--- Exercise objective ---
Restate the records below word for word, and omit the images they hold.
─── Listed entries
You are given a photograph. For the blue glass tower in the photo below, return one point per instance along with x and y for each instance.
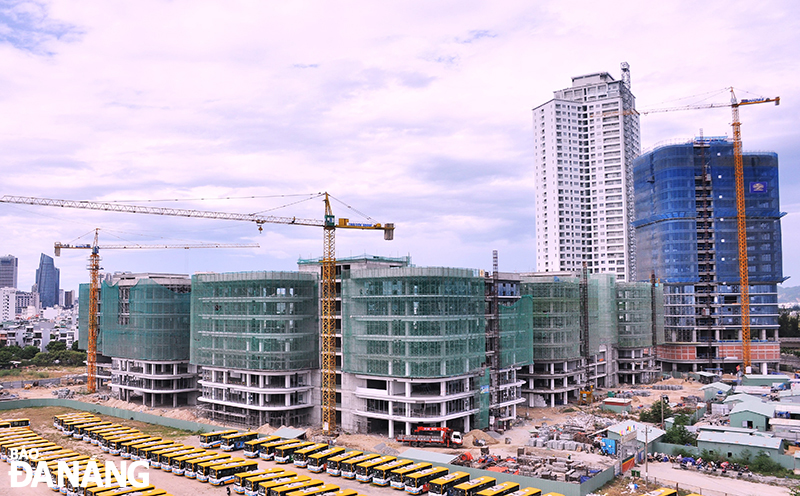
(47, 281)
(686, 236)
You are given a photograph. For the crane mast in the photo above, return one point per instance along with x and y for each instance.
(327, 277)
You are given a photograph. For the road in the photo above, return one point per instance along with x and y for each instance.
(710, 485)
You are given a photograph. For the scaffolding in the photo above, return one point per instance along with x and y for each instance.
(413, 322)
(145, 321)
(555, 316)
(255, 321)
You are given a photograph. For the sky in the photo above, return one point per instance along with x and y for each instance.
(414, 112)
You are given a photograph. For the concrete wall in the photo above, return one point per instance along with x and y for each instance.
(567, 489)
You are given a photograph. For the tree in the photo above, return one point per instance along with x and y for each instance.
(53, 346)
(28, 352)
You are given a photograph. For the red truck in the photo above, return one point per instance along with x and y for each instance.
(436, 436)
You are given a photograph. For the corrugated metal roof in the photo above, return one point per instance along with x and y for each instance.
(739, 439)
(289, 433)
(717, 385)
(428, 456)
──────
--- Response ---
You are given a photograph. For the blue glass tower in the photo below, return one point per instance along with x and y for each instance.
(47, 281)
(686, 236)
You are given a photograph. For the crane mast in the photo above, return one point per instance along with x and y for each instance.
(327, 277)
You are given a photograph. For the road in the photo above, return one point per instance along with x and y for each instance.
(710, 485)
You are given a photograph. For the scaffolding in the photo above, return one point per instance along with x and y for each instance.
(413, 322)
(145, 321)
(555, 316)
(255, 321)
You are given a photograph. For the sky in the photo above, return one point per instance along with x and y for each instance.
(414, 112)
You are given a photograph. For the concrete wall in the photo above, return one point per instance along with x and y for each instance.
(567, 489)
You are given a photograph. For the tree in the photo above, return one point per instance along with x and y for each instance.
(53, 346)
(28, 352)
You are given a photograph. For the red truck in the photo above, return one point per instance along with x and y for each instance.
(436, 436)
You are given a photograph. For the corrugated metal roof in the photo above, return one point per instance along with x and y for each instance.
(739, 439)
(289, 433)
(717, 385)
(428, 456)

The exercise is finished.